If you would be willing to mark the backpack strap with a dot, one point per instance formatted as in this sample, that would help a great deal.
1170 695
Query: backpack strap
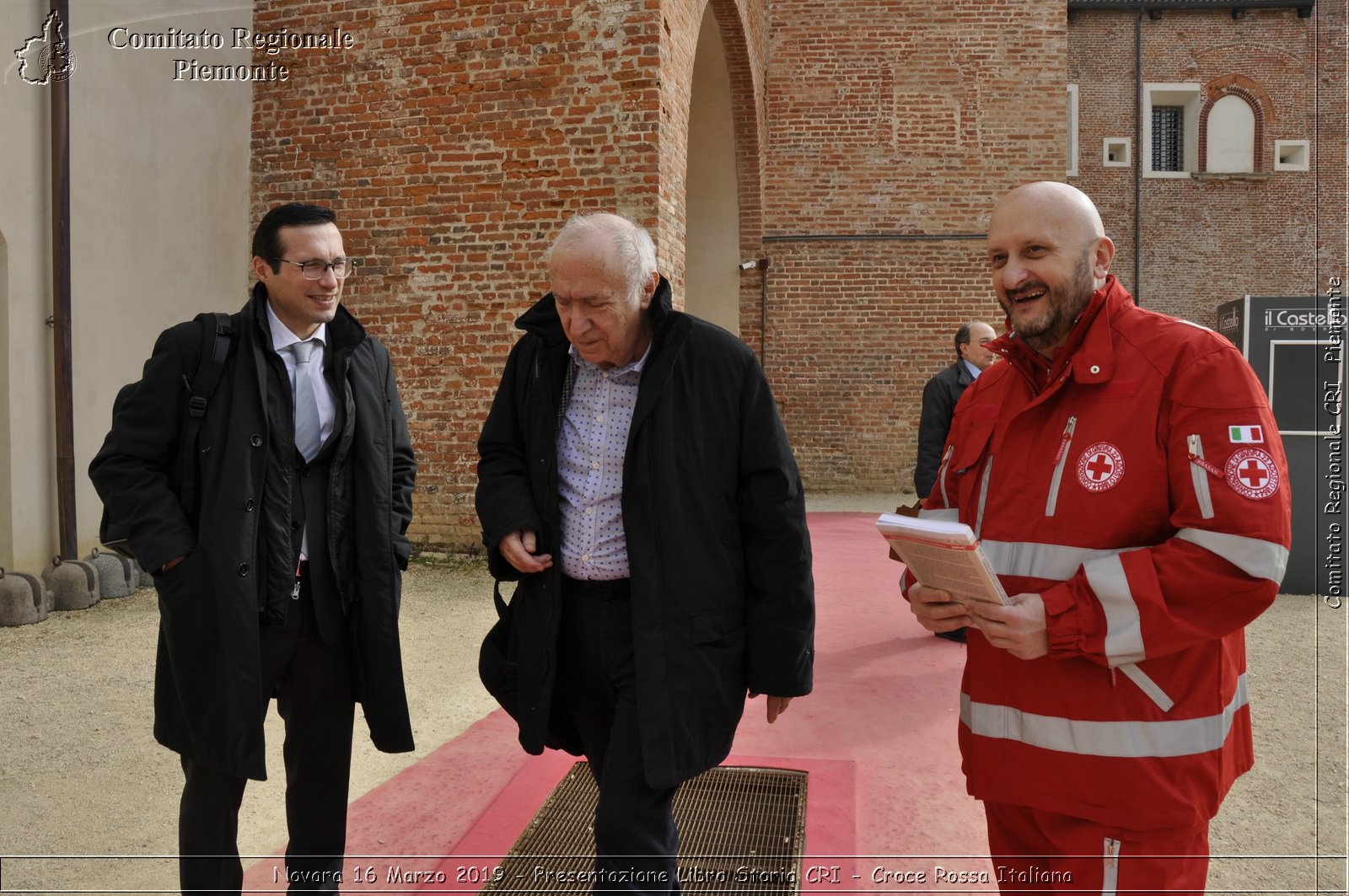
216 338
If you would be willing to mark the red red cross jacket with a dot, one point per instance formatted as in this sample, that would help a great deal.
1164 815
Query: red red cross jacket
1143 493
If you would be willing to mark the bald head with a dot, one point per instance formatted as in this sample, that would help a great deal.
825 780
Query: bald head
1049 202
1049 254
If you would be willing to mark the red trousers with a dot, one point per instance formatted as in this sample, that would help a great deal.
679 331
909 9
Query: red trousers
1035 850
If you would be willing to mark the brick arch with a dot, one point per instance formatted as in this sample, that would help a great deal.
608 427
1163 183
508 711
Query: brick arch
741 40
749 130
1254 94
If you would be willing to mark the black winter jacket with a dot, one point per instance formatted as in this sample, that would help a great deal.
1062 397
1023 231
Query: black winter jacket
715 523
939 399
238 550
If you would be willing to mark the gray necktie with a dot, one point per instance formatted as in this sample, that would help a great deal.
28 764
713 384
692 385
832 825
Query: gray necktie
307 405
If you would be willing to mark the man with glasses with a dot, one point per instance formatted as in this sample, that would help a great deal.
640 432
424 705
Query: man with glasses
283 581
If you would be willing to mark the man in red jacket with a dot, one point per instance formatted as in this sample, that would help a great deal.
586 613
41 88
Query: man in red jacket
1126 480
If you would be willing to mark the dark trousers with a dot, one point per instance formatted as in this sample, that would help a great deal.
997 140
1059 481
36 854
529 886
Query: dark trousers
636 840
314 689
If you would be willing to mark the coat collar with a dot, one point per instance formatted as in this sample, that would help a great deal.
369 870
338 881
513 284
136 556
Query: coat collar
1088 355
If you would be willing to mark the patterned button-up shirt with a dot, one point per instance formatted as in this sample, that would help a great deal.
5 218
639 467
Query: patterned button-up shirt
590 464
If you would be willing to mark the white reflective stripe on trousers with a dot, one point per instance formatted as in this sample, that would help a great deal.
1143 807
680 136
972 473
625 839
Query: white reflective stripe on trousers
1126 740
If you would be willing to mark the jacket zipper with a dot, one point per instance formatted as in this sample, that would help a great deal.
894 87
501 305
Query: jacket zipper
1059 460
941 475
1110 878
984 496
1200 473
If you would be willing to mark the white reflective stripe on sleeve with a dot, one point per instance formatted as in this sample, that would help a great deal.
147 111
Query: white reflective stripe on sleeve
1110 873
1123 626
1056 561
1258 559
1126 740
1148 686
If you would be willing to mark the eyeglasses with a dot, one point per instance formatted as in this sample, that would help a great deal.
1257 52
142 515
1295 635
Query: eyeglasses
==*==
• _PROBLEM TO WORK ON_:
Repeat the listing word for word, omitting the pictures.

• _ANSWER SPACE_:
If you would be willing to mark the backpack strap with a dot, one point per instance formatted as in this sample, that would help a great deal.
1170 695
Query: backpack strap
216 338
If you would be willing to mark the red red cross jacket with a dot, one point per instance formatted as in this sample, that would help a great deal.
1164 815
Query: red red cross jacket
1143 493
If you would be willing to mark the bald head with a dot, one point per instance formatted as in this sample, that would help a great deal.
825 780
Query: bald head
1049 202
1049 254
If you would be willing to mark the red trousers with a dot, one point per instance formatted as in this sample, that would help a great deal.
679 331
909 9
Query: red trousers
1035 850
If you would be willing to mark the brick arch with a dot, one point per instance formatted as in this sample, that would help a great deal.
608 427
1163 183
508 711
Query: brick arch
741 40
749 130
1254 94
If you would be willing to mark the black winter jacket with a dot, one point per instance formatted as in this sample, that would help a great deal.
1062 397
1023 231
Query: black winter jacket
715 523
939 399
238 550
If you would be willing to mark the gray necktie with a dot, one point per instance formatted as in this sample, that would help a great deal.
28 764
713 384
692 385
832 825
Query: gray necktie
307 405
If you would be willing to mark the man with glasses with a dot, one point per instance formatted as in this sample, that would help a great deal.
640 432
424 705
Query: man with glasses
283 581
If you would be willing to mark the man in red jacket with a dot, one point per instance formatted as in this sample, that would help a great deal.
586 613
41 88
Query: man in red jacket
1126 480
If you would be willing to mark the dark trousers with a dot, one point per instance formatted as in this sample, that would help a great deal.
997 140
1059 481
36 854
529 886
Query: dark trousers
636 840
314 689
If you would be willing to mark the coat collar with a dot, one point per instance formatted as in this sample, that would help a great deal.
369 870
338 881
513 284
136 556
Query: coat collar
1088 355
If you would be willing to mark the patterned button-up shirt with a dot, one point per instance formatted as in this sample, that would help a great deal.
5 218
639 467
Query: patterned button-up shirt
590 464
If you would be willing to mark the white reflective stripe on trousers with a dot, one point per instance formatted as in this sample, that would help a great deal.
1143 807
680 136
972 473
625 839
Query: white reflective stripe on trousers
1126 740
If you would be willing to mark the jacket zipper with a dot, one point per instance formatted as in this sample, that would help a great deal.
894 87
501 305
Query: jacket zipper
1059 460
941 475
1110 878
984 496
1200 473
If you would be willing to mark the white reflective stripe on sleeve with a dot, one point per instance formatted as in this sample, that would help a great deal.
147 111
Query: white reflective stripe on sleeve
1110 873
1123 626
1056 561
1258 559
1126 740
1148 686
If you would be willing to mark the eyeglasses with a dot, one point per instance formatted as in this sample, that would help a great deal.
1257 52
142 515
1295 635
Query: eyeglasses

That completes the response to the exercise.